▶ _PROBLEM DESCRIPTION_
Your task is to output all the records below, word for word.

▶ _Stored data entries_
=== Section Start ===
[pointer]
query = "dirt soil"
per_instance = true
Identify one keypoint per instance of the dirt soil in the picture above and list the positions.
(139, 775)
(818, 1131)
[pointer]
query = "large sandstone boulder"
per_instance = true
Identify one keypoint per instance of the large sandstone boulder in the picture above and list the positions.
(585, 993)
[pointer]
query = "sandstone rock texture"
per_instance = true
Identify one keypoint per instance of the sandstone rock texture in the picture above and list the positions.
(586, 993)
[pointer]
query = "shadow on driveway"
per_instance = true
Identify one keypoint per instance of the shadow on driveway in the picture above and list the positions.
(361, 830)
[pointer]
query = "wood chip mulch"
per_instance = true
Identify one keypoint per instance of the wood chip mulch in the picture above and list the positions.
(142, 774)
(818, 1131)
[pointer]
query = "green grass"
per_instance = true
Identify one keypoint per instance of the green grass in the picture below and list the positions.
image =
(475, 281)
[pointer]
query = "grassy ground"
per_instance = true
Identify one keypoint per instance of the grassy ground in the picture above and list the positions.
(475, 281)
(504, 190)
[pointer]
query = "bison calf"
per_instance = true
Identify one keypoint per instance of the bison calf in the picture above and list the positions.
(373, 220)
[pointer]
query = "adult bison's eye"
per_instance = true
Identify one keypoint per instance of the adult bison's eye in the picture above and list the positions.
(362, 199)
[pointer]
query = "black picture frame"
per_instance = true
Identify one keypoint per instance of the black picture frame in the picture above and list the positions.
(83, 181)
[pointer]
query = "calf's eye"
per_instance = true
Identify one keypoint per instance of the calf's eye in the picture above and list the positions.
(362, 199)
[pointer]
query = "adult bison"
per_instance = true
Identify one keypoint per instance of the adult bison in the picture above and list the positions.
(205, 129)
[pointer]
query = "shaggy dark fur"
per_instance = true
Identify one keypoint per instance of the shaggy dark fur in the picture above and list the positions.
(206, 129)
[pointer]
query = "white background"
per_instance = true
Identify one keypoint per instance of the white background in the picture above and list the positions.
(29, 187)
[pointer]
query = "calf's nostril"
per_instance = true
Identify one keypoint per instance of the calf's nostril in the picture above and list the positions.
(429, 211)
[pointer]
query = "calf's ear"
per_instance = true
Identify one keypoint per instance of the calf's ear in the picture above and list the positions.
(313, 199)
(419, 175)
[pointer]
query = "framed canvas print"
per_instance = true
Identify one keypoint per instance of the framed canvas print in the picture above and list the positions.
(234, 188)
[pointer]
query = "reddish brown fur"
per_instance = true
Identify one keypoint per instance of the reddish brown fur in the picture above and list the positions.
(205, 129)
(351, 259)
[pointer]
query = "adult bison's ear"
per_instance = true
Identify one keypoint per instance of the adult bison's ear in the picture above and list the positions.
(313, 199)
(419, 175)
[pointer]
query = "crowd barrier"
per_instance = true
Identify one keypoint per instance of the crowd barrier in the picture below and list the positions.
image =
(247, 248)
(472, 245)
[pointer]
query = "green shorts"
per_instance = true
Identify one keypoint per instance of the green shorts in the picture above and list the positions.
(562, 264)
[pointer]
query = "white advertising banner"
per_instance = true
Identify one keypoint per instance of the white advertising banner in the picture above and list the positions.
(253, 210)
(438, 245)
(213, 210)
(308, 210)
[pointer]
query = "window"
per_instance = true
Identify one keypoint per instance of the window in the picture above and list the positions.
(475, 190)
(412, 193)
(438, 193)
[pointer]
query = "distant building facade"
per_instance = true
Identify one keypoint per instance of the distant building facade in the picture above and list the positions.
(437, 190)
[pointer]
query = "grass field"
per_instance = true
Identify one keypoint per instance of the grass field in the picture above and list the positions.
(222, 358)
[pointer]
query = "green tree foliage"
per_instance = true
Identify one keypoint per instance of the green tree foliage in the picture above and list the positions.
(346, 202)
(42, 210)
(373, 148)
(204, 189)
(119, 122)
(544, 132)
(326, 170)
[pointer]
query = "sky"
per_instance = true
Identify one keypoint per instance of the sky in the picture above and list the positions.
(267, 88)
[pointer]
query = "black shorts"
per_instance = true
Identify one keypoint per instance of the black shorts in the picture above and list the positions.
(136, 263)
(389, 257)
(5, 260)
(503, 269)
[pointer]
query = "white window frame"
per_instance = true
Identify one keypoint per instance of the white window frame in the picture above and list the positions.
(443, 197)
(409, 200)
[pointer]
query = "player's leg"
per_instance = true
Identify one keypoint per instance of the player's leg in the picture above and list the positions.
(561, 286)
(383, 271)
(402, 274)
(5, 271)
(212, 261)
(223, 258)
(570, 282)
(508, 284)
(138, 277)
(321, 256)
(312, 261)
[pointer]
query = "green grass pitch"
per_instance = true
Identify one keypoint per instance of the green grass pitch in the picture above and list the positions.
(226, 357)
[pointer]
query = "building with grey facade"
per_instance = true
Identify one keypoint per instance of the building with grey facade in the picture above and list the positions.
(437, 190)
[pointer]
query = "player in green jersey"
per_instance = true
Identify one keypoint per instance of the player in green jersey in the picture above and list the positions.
=== Section End ===
▶ _SOLUTION FOR THIS PROBLEM_
[pointer]
query = "dirt soil"
per_instance = true
Identify one keypoint per instance of the dirt soil in the picture above and list the positions.
(139, 775)
(818, 1131)
[pointer]
query = "large sandstone boulder"
per_instance = true
Identify one keypoint per instance of the large sandstone boulder in the picture above and list the positions.
(585, 993)
[pointer]
query = "sandstone rock texture"
per_instance = true
Identify one keypoint per instance of the sandstone rock texture in the picture above and list the positions.
(586, 993)
[pointer]
query = "shadow on driveway"
per_instance = true
Identify one keypoint per instance of the shadow on driveway in the picture above and list the positions.
(361, 830)
[pointer]
query = "wood chip mulch"
per_instance = true
Identify one keypoint per instance of the wood chip mulch in the picture above and list the positions.
(142, 774)
(818, 1131)
[pointer]
query = "green grass"
per_instance = true
Identify one keypoint per instance of the green grass in the picture below and list the positions.
image =
(475, 281)
[pointer]
query = "grassy ground"
per_instance = true
Identify one keypoint per instance of the grassy ground in the picture above and list the positions.
(475, 281)
(504, 190)
[pointer]
query = "bison calf"
per_instance = true
Identify one keypoint per instance of the bison calf in the picture above and list the positions.
(373, 220)
[pointer]
query = "adult bison's eye"
per_instance = true
Identify one keypoint per instance of the adult bison's eye in the picture above and list the positions.
(362, 199)
[pointer]
query = "black picture frame"
per_instance = true
Identify one keypoint per instance of the black picture frame in the picture above and list the positions.
(83, 181)
[pointer]
query = "calf's eye"
per_instance = true
Identify one keypoint per instance of the calf's eye in the picture above and list the positions.
(362, 199)
[pointer]
query = "adult bison"
per_instance = true
Identify one keypoint per instance of the adult bison in the picture above and list the positions.
(205, 129)
[pointer]
query = "shaggy dark fur"
per_instance = true
Identify one keypoint per instance of the shaggy dark fur in the picture above and list the positions.
(206, 129)
[pointer]
query = "white background"
per_instance = true
Identify one keypoint per instance of the white background in the picture above and list the positions.
(29, 187)
[pointer]
query = "calf's nostril"
per_instance = true
Identify one keypoint per instance of the calf's nostril in the picture above and list the positions.
(429, 211)
[pointer]
query = "calf's ear"
per_instance = true
Identify one keypoint per instance of the calf's ear in the picture above and list the positions.
(313, 199)
(419, 175)
[pointer]
query = "framed canvas print"
per_instance = true
Identify one keypoint per instance of the framed canvas print in the picture above and list the positions.
(234, 188)
[pointer]
query = "reddish brown fur"
per_instance = true
Identify one keypoint per instance of the reddish brown fur in the picture above and list the positions.
(205, 129)
(351, 259)
[pointer]
query = "adult bison's ear"
per_instance = true
Identify one keypoint per instance of the adult bison's ear in the picture above and list the positions.
(313, 199)
(419, 175)
[pointer]
query = "crowd barrier"
per_instance = true
Identify one keypoint per instance of the crowd barrier in the picture below and list the positions.
image =
(247, 248)
(472, 245)
[pointer]
query = "green shorts"
per_instance = true
Identify one keypoint per instance of the green shorts in the picture above and list the positions.
(562, 264)
[pointer]
query = "white advertising banner"
per_instance = true
Identify one keypoint per instance of the white advertising banner in the picture above and list the positions.
(253, 210)
(438, 245)
(213, 210)
(308, 210)
[pointer]
query = "window"
per_instance = true
Identify one keypoint per instance of the window in the picture above and list the positions.
(475, 190)
(412, 193)
(438, 193)
[pointer]
query = "distant building facade"
per_instance = true
Identify one keypoint per instance of the distant building facade in the picture above and list the positions.
(437, 190)
[pointer]
query = "grass field"
per_instance = true
Identify one keypoint per instance of the grass field in the picture above and list the positions.
(222, 358)
[pointer]
query = "green tree foliage"
per_instance = true
Identify one keypoint per instance of the green tree foliage in the picture above and list the positions.
(346, 202)
(42, 210)
(373, 148)
(204, 189)
(119, 122)
(544, 132)
(326, 170)
[pointer]
query = "sky"
per_instance = true
Identify one keypoint per instance of the sky in the picture above and list the positions.
(267, 88)
[pointer]
query = "black shorts"
per_instance = true
Identify one keypoint per instance of the black shorts in the picture above and list the positions.
(136, 263)
(389, 257)
(5, 260)
(503, 269)
[pointer]
query = "white window frame"
per_instance = true
Identify one keypoint per instance of the white window frame in the picture above and list the positions.
(443, 197)
(409, 200)
[pointer]
query = "player's leg"
per_instance = true
Identify one keypoint per instance of the player's leg in the picture above and list the positions.
(561, 286)
(383, 271)
(402, 274)
(5, 271)
(212, 261)
(223, 258)
(570, 282)
(508, 284)
(138, 277)
(321, 256)
(312, 261)
[pointer]
query = "green grass pitch"
per_instance = true
Identify one keypoint per instance of the green grass pitch in the picture above and list the positions.
(226, 357)
[pointer]
query = "building with grey facade"
per_instance = true
Identify one keypoint per instance of the building with grey facade in the picture above and list the positions.
(437, 190)
[pointer]
query = "player in green jersey"
per_instance = true
Identify one keypoint per instance of the player in green jersey in the picture above and list the positions.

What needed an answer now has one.